## Record excerpts:
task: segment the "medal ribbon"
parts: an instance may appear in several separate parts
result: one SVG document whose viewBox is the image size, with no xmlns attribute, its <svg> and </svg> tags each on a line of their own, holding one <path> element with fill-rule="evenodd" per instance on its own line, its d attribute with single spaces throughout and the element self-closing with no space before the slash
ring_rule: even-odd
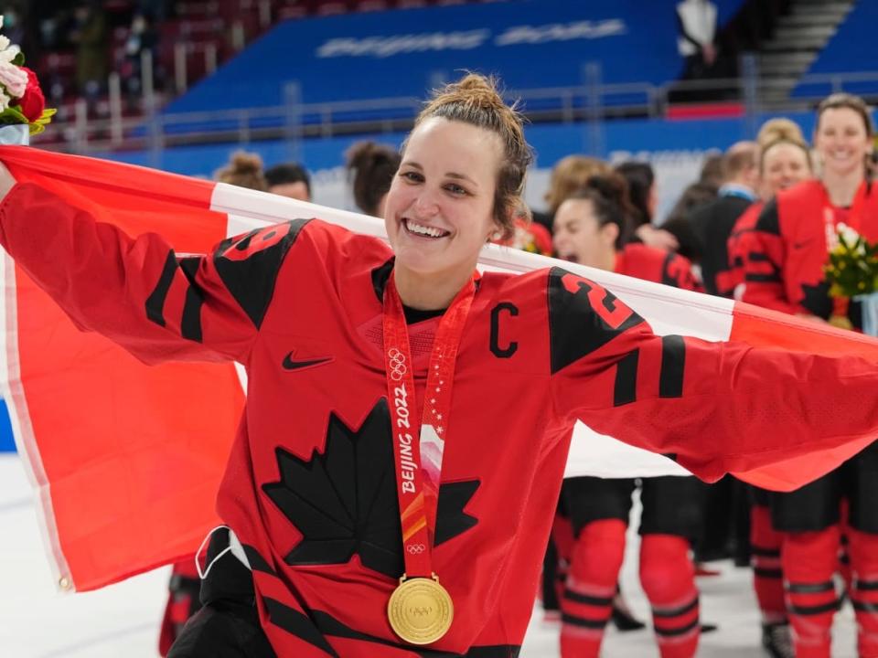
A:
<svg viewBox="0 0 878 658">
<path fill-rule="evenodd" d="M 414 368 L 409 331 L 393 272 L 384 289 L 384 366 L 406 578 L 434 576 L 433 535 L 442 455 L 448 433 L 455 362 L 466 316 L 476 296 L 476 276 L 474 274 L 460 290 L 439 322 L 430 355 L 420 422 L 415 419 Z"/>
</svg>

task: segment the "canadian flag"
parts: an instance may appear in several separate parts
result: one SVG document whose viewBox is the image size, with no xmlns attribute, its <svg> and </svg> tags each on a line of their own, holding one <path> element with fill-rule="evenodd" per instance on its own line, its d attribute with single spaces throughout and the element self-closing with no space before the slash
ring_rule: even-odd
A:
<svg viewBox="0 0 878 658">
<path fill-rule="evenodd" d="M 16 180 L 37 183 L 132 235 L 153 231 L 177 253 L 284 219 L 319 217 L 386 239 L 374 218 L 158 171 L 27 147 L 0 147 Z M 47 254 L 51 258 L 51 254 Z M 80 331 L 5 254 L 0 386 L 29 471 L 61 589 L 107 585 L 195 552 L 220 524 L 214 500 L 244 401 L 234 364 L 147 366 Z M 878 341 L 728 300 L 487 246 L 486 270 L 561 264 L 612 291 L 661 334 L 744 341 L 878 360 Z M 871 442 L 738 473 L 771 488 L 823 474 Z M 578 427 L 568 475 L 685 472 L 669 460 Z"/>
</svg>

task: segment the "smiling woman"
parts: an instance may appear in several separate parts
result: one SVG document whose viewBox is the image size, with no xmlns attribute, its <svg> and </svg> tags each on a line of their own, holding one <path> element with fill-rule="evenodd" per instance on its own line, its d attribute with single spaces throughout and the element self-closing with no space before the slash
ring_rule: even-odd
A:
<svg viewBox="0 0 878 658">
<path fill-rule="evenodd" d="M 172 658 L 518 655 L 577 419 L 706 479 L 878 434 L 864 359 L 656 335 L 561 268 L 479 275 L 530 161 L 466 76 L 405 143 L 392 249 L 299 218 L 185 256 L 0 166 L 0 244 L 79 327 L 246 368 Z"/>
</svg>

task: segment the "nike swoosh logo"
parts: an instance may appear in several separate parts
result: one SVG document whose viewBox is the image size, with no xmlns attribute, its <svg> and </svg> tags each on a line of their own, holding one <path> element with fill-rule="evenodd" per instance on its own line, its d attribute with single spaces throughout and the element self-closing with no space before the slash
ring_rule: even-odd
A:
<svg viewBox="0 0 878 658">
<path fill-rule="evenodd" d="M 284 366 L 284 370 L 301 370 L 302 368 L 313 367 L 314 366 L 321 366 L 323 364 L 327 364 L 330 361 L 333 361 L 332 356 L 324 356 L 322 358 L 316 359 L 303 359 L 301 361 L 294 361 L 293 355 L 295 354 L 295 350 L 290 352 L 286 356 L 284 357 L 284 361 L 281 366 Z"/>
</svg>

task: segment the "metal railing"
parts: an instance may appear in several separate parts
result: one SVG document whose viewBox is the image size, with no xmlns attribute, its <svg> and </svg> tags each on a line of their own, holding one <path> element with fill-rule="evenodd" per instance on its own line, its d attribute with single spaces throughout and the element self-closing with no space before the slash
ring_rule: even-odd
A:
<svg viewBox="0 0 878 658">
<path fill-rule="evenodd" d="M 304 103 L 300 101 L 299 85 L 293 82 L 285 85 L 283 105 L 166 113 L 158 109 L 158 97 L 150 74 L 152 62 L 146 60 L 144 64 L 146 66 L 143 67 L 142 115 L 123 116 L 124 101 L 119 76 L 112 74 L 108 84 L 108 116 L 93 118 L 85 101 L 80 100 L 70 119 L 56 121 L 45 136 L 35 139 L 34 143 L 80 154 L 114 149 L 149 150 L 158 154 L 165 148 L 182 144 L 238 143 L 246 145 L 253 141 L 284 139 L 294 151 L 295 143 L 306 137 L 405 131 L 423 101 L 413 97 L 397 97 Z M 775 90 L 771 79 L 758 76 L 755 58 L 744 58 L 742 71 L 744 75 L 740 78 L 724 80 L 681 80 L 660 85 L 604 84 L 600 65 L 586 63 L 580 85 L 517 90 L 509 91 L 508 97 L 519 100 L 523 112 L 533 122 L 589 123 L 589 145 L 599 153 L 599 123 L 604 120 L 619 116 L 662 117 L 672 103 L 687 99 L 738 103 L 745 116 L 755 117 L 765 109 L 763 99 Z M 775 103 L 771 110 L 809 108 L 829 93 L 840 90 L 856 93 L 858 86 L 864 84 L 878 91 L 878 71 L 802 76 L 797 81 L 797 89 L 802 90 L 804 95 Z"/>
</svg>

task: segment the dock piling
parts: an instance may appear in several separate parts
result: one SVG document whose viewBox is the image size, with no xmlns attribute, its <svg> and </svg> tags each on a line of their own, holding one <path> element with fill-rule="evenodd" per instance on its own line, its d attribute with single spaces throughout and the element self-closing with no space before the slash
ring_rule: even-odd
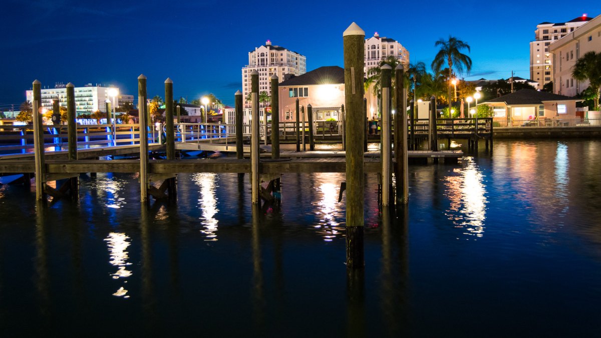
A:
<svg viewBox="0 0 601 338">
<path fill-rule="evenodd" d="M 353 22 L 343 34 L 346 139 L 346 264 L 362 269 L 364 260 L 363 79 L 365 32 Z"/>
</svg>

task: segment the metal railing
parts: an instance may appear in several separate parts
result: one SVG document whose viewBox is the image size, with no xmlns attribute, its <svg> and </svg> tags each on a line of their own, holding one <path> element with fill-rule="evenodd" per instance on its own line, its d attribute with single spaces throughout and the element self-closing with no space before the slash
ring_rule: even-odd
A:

## Written instruction:
Set down the complete material exactly, but do not include the images.

## Solution to the exercise:
task: segment the "medal ribbon"
parts: an instance may appear in several separate parts
result: one SVG document whose viewBox is the image size, with no xmlns attribute, its <svg> and </svg> tags each on a line of their own, holding one <path> element with fill-rule="evenodd" per instance on its own line, its d attribute with single spaces throughout and the element self-closing with no space before the slash
ring_rule: even-odd
A:
<svg viewBox="0 0 878 658">
<path fill-rule="evenodd" d="M 414 368 L 409 331 L 393 272 L 384 289 L 384 366 L 406 578 L 434 576 L 433 535 L 442 455 L 448 433 L 455 362 L 466 316 L 476 296 L 476 276 L 474 274 L 460 290 L 439 322 L 430 355 L 420 422 L 415 419 Z"/>
</svg>

task: segment the "canadian flag"
parts: an instance may appear in several separate parts
result: one SVG document whose viewBox is the image size, with no xmlns attribute, its <svg> and </svg> tags each on a line of their own, holding one <path> element with fill-rule="evenodd" per instance on its own line, its d attribute with single spaces throughout and the element self-closing with no space before the slash
ring_rule: even-odd
A:
<svg viewBox="0 0 878 658">
<path fill-rule="evenodd" d="M 16 180 L 37 183 L 132 235 L 153 231 L 177 253 L 284 219 L 319 217 L 386 239 L 374 218 L 158 171 L 27 147 L 0 147 Z M 47 254 L 51 258 L 51 254 Z M 80 331 L 5 254 L 0 386 L 29 471 L 61 589 L 107 585 L 195 552 L 220 524 L 214 500 L 244 401 L 234 364 L 147 366 Z M 878 341 L 728 300 L 487 246 L 486 270 L 561 264 L 612 291 L 661 334 L 744 341 L 878 360 Z M 871 442 L 738 473 L 771 488 L 823 474 Z M 578 427 L 568 475 L 685 472 L 669 460 Z"/>
</svg>

task: segment the "smiling woman"
parts: an instance may appear in several separate parts
result: one SVG document whose viewBox is the image size, with no xmlns attribute, its <svg> and </svg> tags each on a line of their own, holding one <path> element with fill-rule="evenodd" per instance on its own line, its d attribute with single spaces throughout and the element self-closing with no space before the slash
ring_rule: even-odd
A:
<svg viewBox="0 0 878 658">
<path fill-rule="evenodd" d="M 172 658 L 518 655 L 577 419 L 706 479 L 878 434 L 864 359 L 656 335 L 561 268 L 479 275 L 530 161 L 466 76 L 405 143 L 392 249 L 299 218 L 185 256 L 0 166 L 0 244 L 79 327 L 246 368 Z"/>
</svg>

task: segment the "nike swoosh logo"
parts: an instance may appear in several separate parts
result: one SVG document whose viewBox is the image size, with no xmlns attribute, its <svg> and </svg> tags each on a line of their own, holding one <path> element with fill-rule="evenodd" per instance on its own line, its d attribute with single spaces throughout and the element self-closing with no space before the slash
ring_rule: even-odd
A:
<svg viewBox="0 0 878 658">
<path fill-rule="evenodd" d="M 284 366 L 284 370 L 301 370 L 302 368 L 313 367 L 314 366 L 321 366 L 323 364 L 327 364 L 330 361 L 333 361 L 332 356 L 324 356 L 322 358 L 316 359 L 303 359 L 301 361 L 294 361 L 293 355 L 295 354 L 295 350 L 290 352 L 286 356 L 284 357 L 284 361 L 281 366 Z"/>
</svg>

task: segment the "metal railing"
parts: an instance may appear in several separate parts
result: one SVG document whose viewBox is the image size, with no xmlns attribute, its <svg> and </svg> tags each on a line of their own, holding one <path> element with fill-rule="evenodd" per instance on its own line, its d attribute with single spaces throughout and the element self-closing with no space before the slash
ring_rule: even-odd
A:
<svg viewBox="0 0 878 658">
<path fill-rule="evenodd" d="M 304 103 L 300 101 L 299 85 L 293 82 L 285 85 L 283 105 L 166 113 L 158 109 L 158 97 L 150 74 L 152 62 L 146 60 L 144 64 L 146 66 L 143 67 L 142 115 L 123 116 L 124 101 L 119 76 L 112 74 L 108 84 L 108 116 L 93 118 L 85 101 L 80 100 L 70 119 L 56 121 L 45 136 L 35 139 L 34 143 L 80 154 L 114 149 L 149 150 L 158 154 L 165 148 L 182 144 L 238 143 L 246 145 L 253 141 L 284 139 L 294 151 L 295 143 L 306 137 L 405 131 L 423 101 L 413 97 L 397 97 Z M 775 90 L 771 79 L 758 76 L 755 58 L 744 58 L 742 71 L 744 75 L 740 78 L 724 80 L 681 80 L 660 85 L 604 84 L 600 65 L 586 63 L 580 85 L 517 90 L 509 91 L 508 97 L 519 100 L 523 112 L 533 122 L 589 123 L 589 145 L 599 153 L 599 123 L 604 120 L 619 116 L 662 117 L 672 103 L 687 99 L 738 103 L 745 116 L 755 117 L 765 109 L 763 99 Z M 775 103 L 771 110 L 809 108 L 829 93 L 840 90 L 856 93 L 858 86 L 864 84 L 878 91 L 878 71 L 802 76 L 797 81 L 797 89 L 802 90 L 804 95 Z"/>
</svg>

task: segment the dock piling
parts: an instance may appear in several separate parts
result: one SVG document whose viewBox is the image size, with no xmlns attribute, its <svg> and </svg> tags each on a line of their own, holding one <path> element with fill-rule="evenodd" per instance on its own line, its d attribute with single spaces throughout and the element self-closing with no space before the slash
ring_rule: even-odd
A:
<svg viewBox="0 0 601 338">
<path fill-rule="evenodd" d="M 353 22 L 343 34 L 346 139 L 346 264 L 362 269 L 364 260 L 363 79 L 365 32 Z"/>
</svg>

task: segment the metal railing
parts: an instance may appear in several separate parts
result: one SVG document whose viewBox is the image size, with no xmlns attribute, its <svg> and </svg> tags each on a line of their own, holding one <path> element with fill-rule="evenodd" per instance on its own line, its d attribute with single spaces throughout and the element self-closing with no space before the slash
ring_rule: even-odd
A:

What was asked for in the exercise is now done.